*What is being asked*.
Revise the items from the line with "Task: Where can the grassy" up to and including the line with "[[584, 223]]", changing every "eagle" to "falcon" and leaving all else as it is. Return only those lines.

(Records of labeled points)
## begin

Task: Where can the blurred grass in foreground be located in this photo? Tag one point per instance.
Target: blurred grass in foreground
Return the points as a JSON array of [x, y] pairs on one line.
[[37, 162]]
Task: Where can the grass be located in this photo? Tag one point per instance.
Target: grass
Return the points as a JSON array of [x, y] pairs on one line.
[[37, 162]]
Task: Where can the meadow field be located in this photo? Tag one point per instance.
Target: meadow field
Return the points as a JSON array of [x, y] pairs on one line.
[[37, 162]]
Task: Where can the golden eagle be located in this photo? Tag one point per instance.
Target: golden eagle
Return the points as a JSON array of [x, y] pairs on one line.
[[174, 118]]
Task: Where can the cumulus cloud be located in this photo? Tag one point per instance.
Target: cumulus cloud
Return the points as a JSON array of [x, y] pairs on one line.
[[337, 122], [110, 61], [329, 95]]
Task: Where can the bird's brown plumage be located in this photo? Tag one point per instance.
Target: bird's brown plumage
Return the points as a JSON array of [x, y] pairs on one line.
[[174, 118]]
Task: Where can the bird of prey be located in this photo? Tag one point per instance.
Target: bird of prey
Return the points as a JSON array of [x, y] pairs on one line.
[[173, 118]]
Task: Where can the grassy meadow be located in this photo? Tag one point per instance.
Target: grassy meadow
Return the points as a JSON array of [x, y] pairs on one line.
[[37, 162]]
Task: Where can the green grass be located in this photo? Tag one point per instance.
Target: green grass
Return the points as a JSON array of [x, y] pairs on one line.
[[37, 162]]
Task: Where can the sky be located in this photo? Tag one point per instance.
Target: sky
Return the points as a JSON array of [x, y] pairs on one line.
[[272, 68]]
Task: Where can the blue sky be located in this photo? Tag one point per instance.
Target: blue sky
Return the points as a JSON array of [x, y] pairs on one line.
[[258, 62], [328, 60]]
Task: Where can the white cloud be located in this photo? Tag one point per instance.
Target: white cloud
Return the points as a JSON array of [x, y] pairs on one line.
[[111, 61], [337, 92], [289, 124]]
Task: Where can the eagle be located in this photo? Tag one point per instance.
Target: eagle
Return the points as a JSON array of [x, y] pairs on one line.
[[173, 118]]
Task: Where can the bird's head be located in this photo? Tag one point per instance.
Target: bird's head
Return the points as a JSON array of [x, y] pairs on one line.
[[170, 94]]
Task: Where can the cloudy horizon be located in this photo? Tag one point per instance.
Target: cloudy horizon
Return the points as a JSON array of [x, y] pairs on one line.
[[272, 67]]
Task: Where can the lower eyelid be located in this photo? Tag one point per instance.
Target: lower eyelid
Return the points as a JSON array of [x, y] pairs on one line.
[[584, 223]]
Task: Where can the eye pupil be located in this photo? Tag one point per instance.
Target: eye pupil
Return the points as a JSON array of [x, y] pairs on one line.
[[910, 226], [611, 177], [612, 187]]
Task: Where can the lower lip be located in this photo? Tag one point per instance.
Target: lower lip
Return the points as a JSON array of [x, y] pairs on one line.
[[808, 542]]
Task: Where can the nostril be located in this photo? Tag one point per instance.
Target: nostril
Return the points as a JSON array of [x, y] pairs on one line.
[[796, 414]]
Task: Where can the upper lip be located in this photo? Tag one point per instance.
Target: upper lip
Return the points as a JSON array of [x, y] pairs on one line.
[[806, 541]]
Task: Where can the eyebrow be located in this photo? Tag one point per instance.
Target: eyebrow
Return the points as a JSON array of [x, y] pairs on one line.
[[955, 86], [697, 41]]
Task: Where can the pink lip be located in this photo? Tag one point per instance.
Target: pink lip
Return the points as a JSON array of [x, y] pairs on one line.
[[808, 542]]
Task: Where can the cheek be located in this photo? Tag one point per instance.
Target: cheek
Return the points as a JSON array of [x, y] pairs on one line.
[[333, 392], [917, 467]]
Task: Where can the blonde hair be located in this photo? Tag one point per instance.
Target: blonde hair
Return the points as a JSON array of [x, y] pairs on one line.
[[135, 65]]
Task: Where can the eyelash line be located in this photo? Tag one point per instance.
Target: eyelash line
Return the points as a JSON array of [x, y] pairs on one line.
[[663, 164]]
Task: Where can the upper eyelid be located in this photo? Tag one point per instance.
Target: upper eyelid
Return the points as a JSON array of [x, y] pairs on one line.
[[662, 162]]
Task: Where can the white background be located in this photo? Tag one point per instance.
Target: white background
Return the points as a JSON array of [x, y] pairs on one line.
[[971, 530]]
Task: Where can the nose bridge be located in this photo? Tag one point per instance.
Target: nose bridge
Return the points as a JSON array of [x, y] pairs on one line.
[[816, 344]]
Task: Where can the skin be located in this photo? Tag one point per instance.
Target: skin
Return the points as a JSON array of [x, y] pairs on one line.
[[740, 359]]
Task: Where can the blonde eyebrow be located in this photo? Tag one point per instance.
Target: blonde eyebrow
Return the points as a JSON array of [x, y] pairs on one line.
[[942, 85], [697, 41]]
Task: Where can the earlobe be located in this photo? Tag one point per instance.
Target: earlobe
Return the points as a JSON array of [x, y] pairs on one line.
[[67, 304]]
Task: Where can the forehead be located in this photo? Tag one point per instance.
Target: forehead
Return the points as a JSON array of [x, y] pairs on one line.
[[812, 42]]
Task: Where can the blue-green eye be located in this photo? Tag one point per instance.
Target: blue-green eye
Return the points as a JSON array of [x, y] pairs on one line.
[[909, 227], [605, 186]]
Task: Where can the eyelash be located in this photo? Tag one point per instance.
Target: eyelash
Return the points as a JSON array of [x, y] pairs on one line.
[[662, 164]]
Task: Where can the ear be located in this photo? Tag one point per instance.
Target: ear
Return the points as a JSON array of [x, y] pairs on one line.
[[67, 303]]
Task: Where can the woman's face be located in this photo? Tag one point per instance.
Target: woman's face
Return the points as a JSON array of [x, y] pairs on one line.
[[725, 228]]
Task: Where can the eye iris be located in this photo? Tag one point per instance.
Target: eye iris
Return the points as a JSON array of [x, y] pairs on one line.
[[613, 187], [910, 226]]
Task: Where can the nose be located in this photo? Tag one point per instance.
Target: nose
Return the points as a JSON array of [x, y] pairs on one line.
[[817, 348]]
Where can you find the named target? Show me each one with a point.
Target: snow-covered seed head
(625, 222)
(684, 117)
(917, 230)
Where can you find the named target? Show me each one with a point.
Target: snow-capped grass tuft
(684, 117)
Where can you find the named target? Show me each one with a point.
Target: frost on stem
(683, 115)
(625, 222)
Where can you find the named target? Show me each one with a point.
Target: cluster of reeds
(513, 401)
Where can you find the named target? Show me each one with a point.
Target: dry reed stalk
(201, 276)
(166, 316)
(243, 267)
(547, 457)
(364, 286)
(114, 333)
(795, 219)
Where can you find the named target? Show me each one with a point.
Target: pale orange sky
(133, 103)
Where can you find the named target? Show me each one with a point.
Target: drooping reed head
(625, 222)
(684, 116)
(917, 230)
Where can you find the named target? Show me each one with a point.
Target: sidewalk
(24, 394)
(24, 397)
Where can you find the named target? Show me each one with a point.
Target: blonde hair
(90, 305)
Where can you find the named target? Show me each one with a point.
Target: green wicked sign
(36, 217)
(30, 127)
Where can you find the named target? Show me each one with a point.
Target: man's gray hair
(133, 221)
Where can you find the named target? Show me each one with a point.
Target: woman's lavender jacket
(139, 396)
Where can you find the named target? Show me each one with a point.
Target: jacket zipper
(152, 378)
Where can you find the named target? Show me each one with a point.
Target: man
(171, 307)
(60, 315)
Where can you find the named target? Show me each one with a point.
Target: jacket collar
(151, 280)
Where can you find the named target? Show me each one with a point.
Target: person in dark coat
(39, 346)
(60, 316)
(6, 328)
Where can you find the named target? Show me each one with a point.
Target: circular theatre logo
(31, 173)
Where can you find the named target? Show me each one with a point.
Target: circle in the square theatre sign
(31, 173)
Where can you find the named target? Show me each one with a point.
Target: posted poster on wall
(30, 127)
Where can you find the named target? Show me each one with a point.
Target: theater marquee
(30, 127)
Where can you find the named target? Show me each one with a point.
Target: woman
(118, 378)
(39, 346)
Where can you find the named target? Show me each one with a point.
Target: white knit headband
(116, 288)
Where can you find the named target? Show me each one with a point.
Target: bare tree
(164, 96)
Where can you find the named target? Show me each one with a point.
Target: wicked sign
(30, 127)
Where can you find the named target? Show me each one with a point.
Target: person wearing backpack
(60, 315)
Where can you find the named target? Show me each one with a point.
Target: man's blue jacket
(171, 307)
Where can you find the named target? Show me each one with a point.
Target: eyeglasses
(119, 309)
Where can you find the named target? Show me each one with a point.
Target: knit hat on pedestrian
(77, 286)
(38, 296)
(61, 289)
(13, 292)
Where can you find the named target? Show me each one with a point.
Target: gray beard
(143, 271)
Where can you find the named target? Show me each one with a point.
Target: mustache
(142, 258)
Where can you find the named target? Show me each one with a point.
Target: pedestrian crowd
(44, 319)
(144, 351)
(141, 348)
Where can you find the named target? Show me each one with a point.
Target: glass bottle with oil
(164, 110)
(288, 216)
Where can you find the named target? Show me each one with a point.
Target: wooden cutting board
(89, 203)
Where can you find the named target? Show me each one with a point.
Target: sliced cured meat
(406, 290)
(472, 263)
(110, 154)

## end

*Final answer*.
Task: Where can the grassy meadow be located in this photo? Tag one point per instance.
Target: grassy meadow
Return the points as a JSON array of [x, y] pairs on one line.
[[37, 162]]
Task: Where can the green grass be located in this photo? Tag one point per instance.
Target: green grass
Return the points as a JSON array of [x, y] pairs on one line.
[[37, 162]]
Task: Where can the sky be located in this photo? Tag one point per instance.
Target: sky
Return the points as a JSON array of [x, y] pairs on one line.
[[272, 68]]
Task: Where can the blue sky be located in this photo? Tag one point per instance.
Target: blue sky
Return the points as a JSON array of [x, y] pairs on one line.
[[258, 62], [328, 60]]
Task: Where can the white cloud be located in this photo? Tag one point per instance.
Target: white cloud
Return the points as a JSON array of [x, y] pairs on one line.
[[111, 61], [337, 92], [289, 124]]
Task: Where can the falcon be located in this photo? Tag one point per instance.
Target: falcon
Return the points as a JSON array of [x, y] pairs on one line.
[[173, 118]]
Task: Where can the bird's head be located in this photo? Tag one point per instance.
Target: bird's head
Return the points as a JSON array of [x, y] pairs on one line.
[[170, 94]]
Task: Where can the cloudy horizon be located in this photo? Tag one point per instance.
Target: cloudy horizon
Return the points as a JSON array of [x, y] pairs on one line.
[[272, 67]]
Task: Where can the lower eyelid be located in this photo? Tag one point per instance.
Target: lower eyelid
Return the points as a JSON array of [x, y] pairs on one line.
[[584, 223]]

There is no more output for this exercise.